## What the task asks
Please pull out every line of the data below that contains the string "police" and copy each one unchanged.

## Records for this task
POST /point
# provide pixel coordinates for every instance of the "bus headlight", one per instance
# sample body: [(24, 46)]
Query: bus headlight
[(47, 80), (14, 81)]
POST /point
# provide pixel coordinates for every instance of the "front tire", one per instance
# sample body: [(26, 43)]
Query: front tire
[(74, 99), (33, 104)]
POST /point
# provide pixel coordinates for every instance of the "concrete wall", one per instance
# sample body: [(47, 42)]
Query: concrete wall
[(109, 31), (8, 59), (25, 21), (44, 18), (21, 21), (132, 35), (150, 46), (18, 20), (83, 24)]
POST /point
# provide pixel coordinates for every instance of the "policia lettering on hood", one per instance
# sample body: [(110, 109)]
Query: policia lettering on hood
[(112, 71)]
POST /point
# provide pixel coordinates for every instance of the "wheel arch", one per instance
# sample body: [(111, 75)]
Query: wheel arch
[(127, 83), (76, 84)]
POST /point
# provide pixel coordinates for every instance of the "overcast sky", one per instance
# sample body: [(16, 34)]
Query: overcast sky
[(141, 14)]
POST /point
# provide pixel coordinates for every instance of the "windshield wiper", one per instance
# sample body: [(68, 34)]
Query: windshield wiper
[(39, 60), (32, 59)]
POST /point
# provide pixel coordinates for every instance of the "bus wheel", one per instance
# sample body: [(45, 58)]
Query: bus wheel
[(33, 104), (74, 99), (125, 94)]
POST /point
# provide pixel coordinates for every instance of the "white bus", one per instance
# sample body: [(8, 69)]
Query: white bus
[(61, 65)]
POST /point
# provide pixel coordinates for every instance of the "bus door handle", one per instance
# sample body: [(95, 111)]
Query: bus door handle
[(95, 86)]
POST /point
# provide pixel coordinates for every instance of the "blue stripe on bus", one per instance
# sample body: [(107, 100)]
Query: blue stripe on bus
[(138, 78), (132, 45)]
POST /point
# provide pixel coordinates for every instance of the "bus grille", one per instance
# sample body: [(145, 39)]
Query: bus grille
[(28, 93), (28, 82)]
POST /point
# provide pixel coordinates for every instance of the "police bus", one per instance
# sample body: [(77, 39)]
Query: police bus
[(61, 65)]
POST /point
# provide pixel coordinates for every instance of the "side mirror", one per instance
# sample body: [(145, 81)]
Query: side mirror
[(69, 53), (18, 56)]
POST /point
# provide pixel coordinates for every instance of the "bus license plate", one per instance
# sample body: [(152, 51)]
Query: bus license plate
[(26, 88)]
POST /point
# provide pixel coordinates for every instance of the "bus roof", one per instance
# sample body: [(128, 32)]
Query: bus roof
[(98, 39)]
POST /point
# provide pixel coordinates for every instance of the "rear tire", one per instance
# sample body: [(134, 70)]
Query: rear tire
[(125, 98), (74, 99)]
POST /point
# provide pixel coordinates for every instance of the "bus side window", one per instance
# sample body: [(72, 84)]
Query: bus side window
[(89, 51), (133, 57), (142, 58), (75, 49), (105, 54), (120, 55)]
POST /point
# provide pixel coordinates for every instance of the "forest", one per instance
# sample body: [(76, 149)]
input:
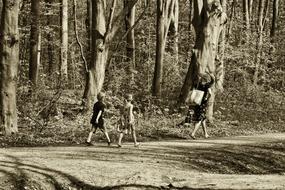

## Response to the task
# provide pixel coordinates for every instance of the "police bus", one per instance
Query: police bus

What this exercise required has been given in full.